__WHAT YOU SHOULD DO__.
Continue the piece below on the MPCID procedure that blocks meaningful appeals of closed cases, starting after its final sentence.

In the last few days, the Higj Court of Justice (HCJ) has leisurely reviewed a petition that we, along with the Center for the Defense of the Individual, filed two years ago. The petition deals with an unreasonable procedure presented by the MPCID in May 2010, i.e. more than three years ago. What is it about? Nothing serious, just the decision that if you consider suing the IDF for some injury caused you, or even if someone else considers doing so, you will not be able to appeal the decision of the MPCID to close the case. Or, rather, you could appeal, but it will be an empty gesture since you’ll have nothing to base your appeal on.
It sounds complicated, so let’s give an example. ‘A and M., residents of Ramallah, find themselves at a check point manned by particularly bored IDF soldiers. The soldiers beat them, humiliate them in public, and cause them medical and financial damage. The case is fictional, but similar cases take place often.
‘A., who always had a soft spot for lost causes, decides to press charges against the soldiers. Meanwhile, M. is worried about his new medical bills, so he turns to an attorney, who – without coordinating it with ‘A. – files a Notice of Damage, i.e. informs the IDF that M. is not yet certain whether he wants to sue them, but he reserves himself the right to do so. Filing is Notice of Damage is necessary for people living in the West Bank, if they intend to sue in the future.

__PROVIDED MATERIAL__.
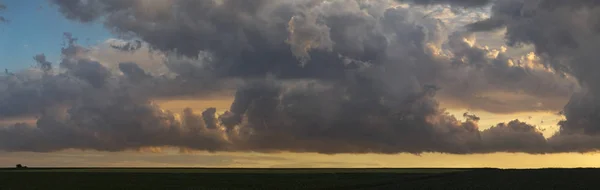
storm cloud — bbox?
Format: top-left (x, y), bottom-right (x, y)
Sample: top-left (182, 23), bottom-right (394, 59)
top-left (0, 0), bottom-right (591, 154)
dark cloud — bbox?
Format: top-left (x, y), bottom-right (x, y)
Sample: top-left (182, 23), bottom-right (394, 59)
top-left (0, 0), bottom-right (588, 154)
top-left (474, 0), bottom-right (600, 152)
top-left (396, 0), bottom-right (492, 7)
top-left (33, 54), bottom-right (52, 72)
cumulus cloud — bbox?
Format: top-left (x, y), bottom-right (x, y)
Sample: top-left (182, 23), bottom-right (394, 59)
top-left (464, 0), bottom-right (600, 152)
top-left (0, 0), bottom-right (592, 154)
top-left (397, 0), bottom-right (492, 7)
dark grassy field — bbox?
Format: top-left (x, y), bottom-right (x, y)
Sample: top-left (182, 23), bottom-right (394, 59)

__RESPONSE TO THIS TASK__.
According to the MPCID’s procedure from May 2010, as soon as M. files his Notice of Damage, which may or may not mature into a civil suit, ‘A. automatically loses the right to receive the investigative material necessary for him to appeal the MPCID’s decision that everything that day at the check point was hunky dory. This is how Captain Guy Comforti, the MPCID’s legal counsel, explains the procedure by which MPCID will share its closed investigation files with victims or their attorneys: “Assuming the case is involved in any legal procedure (related to the Military Prosecution or the State Prosecution), the applicant will receive a note informing of it, and that no relevant details from the file may be shared.”
What does this mean, translated from Bureaucratese? It means that if there is any hint of a chance that a person harmed by the IDF will sue the government demanding compensation, MPCID will not provide him with his case’s investigative file. Furthermore, it will not serve him the file even if he did not press a civil suit, but just wants the soldier who abused him to be punished by going home two hours later than usual. That is, in order to defend the government from the possibility it may actually have to compensate the people it harmed, the MPCID will prevent the victims from accessing the evidence – material which it is the exclusive body in charge of gathering (aside from the absurd cases when MPCID demands that we gather evidence for it, on which I’ll write in a future post.)
The MPCID and military prosecution no longer even pretend to protect the rights of Palestinians: If you dare demand what you deserve, you won’t receive the relevant evidence. But there’s another problem here: that of time differences.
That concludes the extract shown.